▶ _Instruction 1_:
Print the passage of the thread on grouping a dataframe by month that starts at the words "I have made" and ends at "per corresponding month.", copied exactly.
━━━━━━━━
I have made a dataframe which has a column with dates and columns with numeric values. I want this dataframe to group itself by month and summerize all the numeric values from the other columns per corresponding month.
Here is my dataframe example:
capture.date Test1 Test2 Test3
2016-03-18 0 1 1
2016-03-18 1 1 1
2016-03-20 2 1 1
2016-04-12 1 0 1
I already tried some code:
df %>%
group_by(capture.date) %>%
summarise_each(funs(sum))
and:
aggregate(df[2:4], by=df["capture.date"], sum)
but both of these options return dataframes which summarize by daily date instead of month. How can I make it summarize by month instead of by day?
desired output:
capture.date Test1 Test2 Test3
2016-03 3 3 3
2016-04 1 0 1
You can extract dates into the %Y-%m
format in group_by()
and use summarise_if()
or summarise_at()
to select which variables get be summed.
(Confirm that capture.date
is Date
class)
df %>%
group_by(Date = strftime(capture.date, "%Y-%m")) %>%
summarise_if(is.numeric, sum)
# # A tibble: 2 x 4
# Date Test1 Test2 Test3
# <chr> <int> <int> <int>
# 1 2016-03 3 3 3
# 2 2016-04 1 0 1
Scoped verbs (_if
, _at
, _all
) have been superseded by the use of pick()
or across()
in an existing verb.
df %>%
group_by(Date = strftime(capture.date, "%Y-%m")) %>%
summarise(across(where(is.numeric), sum))
━━━━━━━━
▶ _Instruction 2_:
Return every line of the records below that contains the string "vest", matching case.

▶ _Record extracts_:
━━━━━━━━
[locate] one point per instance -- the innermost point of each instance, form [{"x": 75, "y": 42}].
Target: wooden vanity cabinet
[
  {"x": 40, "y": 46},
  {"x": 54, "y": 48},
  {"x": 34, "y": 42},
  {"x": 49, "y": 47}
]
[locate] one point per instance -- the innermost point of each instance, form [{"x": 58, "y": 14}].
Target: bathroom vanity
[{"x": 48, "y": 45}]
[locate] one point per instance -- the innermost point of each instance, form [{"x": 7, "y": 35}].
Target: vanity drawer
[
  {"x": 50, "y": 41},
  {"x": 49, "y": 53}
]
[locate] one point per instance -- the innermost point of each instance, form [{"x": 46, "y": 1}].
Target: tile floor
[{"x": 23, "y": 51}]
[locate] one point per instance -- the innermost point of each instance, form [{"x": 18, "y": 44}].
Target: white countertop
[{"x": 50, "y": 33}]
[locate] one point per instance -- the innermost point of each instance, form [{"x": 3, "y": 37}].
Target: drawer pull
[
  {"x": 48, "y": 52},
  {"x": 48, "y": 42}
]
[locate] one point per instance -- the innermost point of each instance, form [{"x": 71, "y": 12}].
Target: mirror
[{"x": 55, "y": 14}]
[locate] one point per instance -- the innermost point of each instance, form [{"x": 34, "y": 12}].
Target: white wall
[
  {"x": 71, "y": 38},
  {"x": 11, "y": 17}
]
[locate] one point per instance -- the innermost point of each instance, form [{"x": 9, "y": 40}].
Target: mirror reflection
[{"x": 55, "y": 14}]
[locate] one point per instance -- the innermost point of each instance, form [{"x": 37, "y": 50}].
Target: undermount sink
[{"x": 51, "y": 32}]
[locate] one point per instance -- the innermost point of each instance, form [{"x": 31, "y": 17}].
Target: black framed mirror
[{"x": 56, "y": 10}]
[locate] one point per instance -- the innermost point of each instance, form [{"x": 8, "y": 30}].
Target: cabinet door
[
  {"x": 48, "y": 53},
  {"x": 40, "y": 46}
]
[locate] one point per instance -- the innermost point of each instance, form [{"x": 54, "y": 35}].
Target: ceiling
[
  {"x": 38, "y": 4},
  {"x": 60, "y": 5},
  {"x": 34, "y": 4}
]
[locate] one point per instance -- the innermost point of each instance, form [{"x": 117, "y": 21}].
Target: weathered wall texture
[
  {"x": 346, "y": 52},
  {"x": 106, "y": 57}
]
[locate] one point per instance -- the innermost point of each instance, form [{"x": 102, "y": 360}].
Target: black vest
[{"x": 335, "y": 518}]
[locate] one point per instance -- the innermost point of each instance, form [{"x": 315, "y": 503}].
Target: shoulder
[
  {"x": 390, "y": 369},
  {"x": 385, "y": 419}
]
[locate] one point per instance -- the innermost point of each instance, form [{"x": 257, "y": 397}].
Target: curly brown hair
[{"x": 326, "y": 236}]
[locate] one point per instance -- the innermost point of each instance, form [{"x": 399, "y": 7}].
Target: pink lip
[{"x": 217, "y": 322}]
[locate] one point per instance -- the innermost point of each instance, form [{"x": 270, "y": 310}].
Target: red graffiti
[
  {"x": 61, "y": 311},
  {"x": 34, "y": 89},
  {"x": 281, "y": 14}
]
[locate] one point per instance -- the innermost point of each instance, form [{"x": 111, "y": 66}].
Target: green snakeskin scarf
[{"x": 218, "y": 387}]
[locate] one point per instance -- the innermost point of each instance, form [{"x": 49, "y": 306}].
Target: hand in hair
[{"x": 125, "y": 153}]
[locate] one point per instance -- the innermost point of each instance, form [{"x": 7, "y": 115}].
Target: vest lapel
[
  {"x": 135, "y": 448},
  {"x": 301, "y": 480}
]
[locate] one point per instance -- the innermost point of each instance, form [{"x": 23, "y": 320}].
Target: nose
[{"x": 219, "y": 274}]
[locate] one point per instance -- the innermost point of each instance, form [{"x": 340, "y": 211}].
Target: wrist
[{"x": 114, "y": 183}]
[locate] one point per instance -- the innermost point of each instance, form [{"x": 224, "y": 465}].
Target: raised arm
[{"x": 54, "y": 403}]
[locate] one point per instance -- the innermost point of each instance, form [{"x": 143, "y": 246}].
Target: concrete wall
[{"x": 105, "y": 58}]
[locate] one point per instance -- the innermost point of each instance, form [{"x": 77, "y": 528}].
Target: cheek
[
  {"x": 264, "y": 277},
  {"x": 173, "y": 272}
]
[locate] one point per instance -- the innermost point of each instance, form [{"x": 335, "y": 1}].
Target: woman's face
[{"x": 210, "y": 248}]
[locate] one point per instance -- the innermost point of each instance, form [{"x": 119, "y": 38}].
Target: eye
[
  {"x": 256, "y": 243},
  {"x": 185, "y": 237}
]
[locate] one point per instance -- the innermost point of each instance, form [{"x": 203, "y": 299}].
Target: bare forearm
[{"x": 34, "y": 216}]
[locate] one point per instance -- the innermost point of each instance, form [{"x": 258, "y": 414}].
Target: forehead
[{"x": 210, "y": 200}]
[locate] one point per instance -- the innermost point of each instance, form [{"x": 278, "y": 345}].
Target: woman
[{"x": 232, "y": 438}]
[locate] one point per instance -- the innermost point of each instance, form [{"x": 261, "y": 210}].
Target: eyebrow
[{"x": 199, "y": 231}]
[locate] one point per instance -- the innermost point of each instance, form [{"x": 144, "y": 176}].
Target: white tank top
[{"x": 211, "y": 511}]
━━━━━━━━
▶ _Output 1_:
I have made a dataframe which has a column with dates and columns with numeric values. I want this dataframe to group itself by month and summerize all the numeric values from the other columns per corresponding month.

▶ _Output 2_:
Target: black vest
Target: vest lapel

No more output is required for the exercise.